Task goal:
Leave the pictures out and repeat the rest of the data below exactly.

[Stored data Boundary: Start]

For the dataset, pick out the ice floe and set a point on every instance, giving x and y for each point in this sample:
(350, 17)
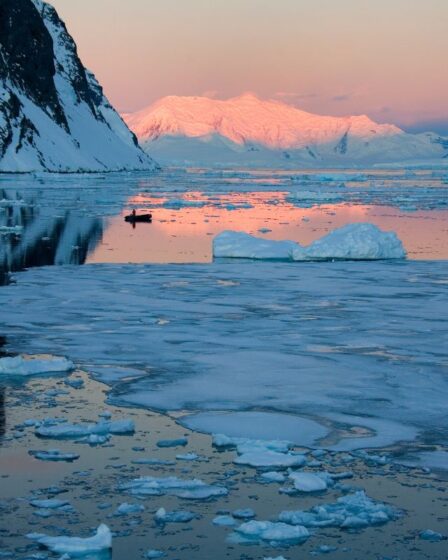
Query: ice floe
(270, 532)
(172, 486)
(24, 366)
(76, 431)
(354, 511)
(75, 546)
(352, 242)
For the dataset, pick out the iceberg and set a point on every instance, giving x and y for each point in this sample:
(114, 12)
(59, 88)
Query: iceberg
(75, 546)
(76, 431)
(270, 532)
(361, 241)
(25, 366)
(239, 245)
(308, 482)
(354, 511)
(172, 486)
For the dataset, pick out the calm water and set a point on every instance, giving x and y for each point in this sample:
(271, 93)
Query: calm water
(79, 219)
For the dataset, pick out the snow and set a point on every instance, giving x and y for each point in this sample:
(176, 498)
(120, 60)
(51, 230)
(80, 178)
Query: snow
(313, 350)
(246, 130)
(76, 431)
(25, 366)
(256, 531)
(98, 139)
(351, 242)
(308, 482)
(75, 546)
(354, 511)
(172, 486)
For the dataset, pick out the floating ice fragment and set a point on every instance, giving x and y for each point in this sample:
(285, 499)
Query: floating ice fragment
(128, 509)
(166, 443)
(172, 486)
(267, 458)
(75, 546)
(76, 431)
(24, 366)
(349, 512)
(361, 241)
(181, 516)
(432, 536)
(256, 531)
(308, 482)
(224, 521)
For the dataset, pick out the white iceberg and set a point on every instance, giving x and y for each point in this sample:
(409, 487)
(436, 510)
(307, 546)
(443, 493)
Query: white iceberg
(267, 458)
(353, 242)
(361, 241)
(24, 366)
(308, 482)
(239, 245)
(75, 546)
(354, 511)
(256, 531)
(172, 486)
(75, 431)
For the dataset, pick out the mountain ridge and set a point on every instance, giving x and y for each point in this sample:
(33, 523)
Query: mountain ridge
(53, 112)
(248, 124)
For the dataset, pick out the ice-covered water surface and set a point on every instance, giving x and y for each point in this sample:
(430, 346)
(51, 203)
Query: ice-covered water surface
(357, 349)
(47, 220)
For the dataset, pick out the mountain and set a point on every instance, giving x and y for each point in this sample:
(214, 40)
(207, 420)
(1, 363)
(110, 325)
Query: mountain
(249, 131)
(53, 113)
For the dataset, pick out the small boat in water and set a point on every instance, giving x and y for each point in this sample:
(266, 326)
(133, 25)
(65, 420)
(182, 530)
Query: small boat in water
(137, 218)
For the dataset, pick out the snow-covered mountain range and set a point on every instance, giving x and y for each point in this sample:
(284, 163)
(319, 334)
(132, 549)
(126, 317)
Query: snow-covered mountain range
(53, 113)
(249, 131)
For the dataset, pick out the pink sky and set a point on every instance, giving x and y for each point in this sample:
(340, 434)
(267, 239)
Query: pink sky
(386, 58)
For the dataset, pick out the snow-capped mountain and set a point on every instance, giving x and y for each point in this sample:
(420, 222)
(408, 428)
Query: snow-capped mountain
(53, 114)
(249, 131)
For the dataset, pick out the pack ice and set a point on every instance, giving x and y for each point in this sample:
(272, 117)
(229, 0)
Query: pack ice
(75, 546)
(24, 366)
(352, 242)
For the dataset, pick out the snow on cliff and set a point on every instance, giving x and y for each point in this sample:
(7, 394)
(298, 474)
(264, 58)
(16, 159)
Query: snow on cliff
(248, 130)
(53, 113)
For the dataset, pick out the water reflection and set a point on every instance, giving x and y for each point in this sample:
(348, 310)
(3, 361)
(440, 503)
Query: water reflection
(32, 236)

[Stored data Boundary: End]

Exercise output:
For the dataset, pick out the ice floe and set a point on every instance, giving x and y for each point in this sample:
(350, 17)
Query: ice floe
(270, 532)
(172, 486)
(24, 366)
(76, 431)
(354, 511)
(75, 546)
(352, 242)
For the dataset, pick out the iceberg and set a point on every instance, giving x and y for each point in this sample:
(114, 12)
(59, 88)
Query: iceberg
(75, 546)
(76, 431)
(270, 532)
(361, 241)
(25, 366)
(239, 245)
(308, 482)
(354, 511)
(172, 486)
For the dataset, pick out the calm water and set a point on every instance, giving x and y for each point in this sample:
(271, 93)
Query: calm water
(79, 219)
For the dataset, pick out the snow and set a point on every instance, giving x and y for each point in this sample:
(176, 498)
(120, 60)
(51, 230)
(80, 178)
Query: snow
(313, 350)
(246, 130)
(76, 431)
(25, 366)
(256, 531)
(98, 139)
(351, 242)
(308, 482)
(75, 546)
(354, 511)
(172, 486)
For the dataset, pick out the floating ice fragment and set a point on every instance, giving x and y for each point in this sample:
(285, 499)
Query: floating ice fragment
(128, 509)
(166, 443)
(172, 486)
(267, 458)
(75, 546)
(76, 431)
(24, 366)
(349, 512)
(361, 241)
(181, 516)
(432, 536)
(256, 531)
(308, 482)
(224, 521)
For the dataset, pick out the white iceberg and set a point on every instance, giving x and y for each point in this sample:
(409, 487)
(436, 510)
(307, 546)
(443, 493)
Query: white iceberg
(267, 458)
(353, 242)
(361, 241)
(24, 366)
(308, 482)
(239, 245)
(75, 546)
(354, 511)
(256, 531)
(172, 486)
(75, 431)
For the dataset, pick out the mountain ridge and set a point on every instance, giving x and y for each point in this sample:
(33, 523)
Query: mountain ridge
(53, 112)
(248, 124)
For the dataset, pick out the ice-covered water surface and set a point on every instance, giving x and y for each point in this sample:
(430, 346)
(51, 203)
Query: ice-covered water surface
(357, 349)
(47, 220)
For the dataset, pick out the mountain and set a point on every instance, giving x and y for each point in this sample:
(214, 40)
(207, 420)
(1, 363)
(110, 325)
Query: mountain
(249, 131)
(53, 113)
For the dataset, pick out the small boat in water and set a point on every instance, giving x and y for each point in this sample:
(266, 326)
(133, 25)
(65, 420)
(182, 530)
Query: small boat in water
(137, 218)
For the dataset, pick out the snow-covered mountain range and set a point on every instance, giving x and y for each point in this sample:
(284, 163)
(319, 334)
(132, 549)
(126, 317)
Query: snow-covered mountain range
(53, 113)
(249, 131)
For the dataset, pick out the pink sky and set a point on every instance, giving x and y for each point in this sample:
(340, 434)
(267, 239)
Query: pink sky
(386, 58)
For the dataset, pick out the snow-capped mountain and set a point on every instance, giving x and y for each point in this sample:
(420, 222)
(408, 428)
Query: snow-capped mountain
(53, 114)
(249, 131)
For the dataset, pick out the pack ice and set a point on every instance, giving x and y for each point in this sample:
(272, 117)
(229, 0)
Query: pack ice
(75, 546)
(24, 366)
(352, 242)
For the dataset, pick out the snow on cliff and set a point on every instance, giving x and y for each point in this sample:
(7, 394)
(298, 474)
(264, 58)
(16, 159)
Query: snow on cliff
(248, 130)
(53, 113)
For the dataset, pick out the water reflection and set a point on every instance, giving x and y for each point in this sample:
(348, 310)
(3, 361)
(440, 503)
Query: water reflection
(32, 236)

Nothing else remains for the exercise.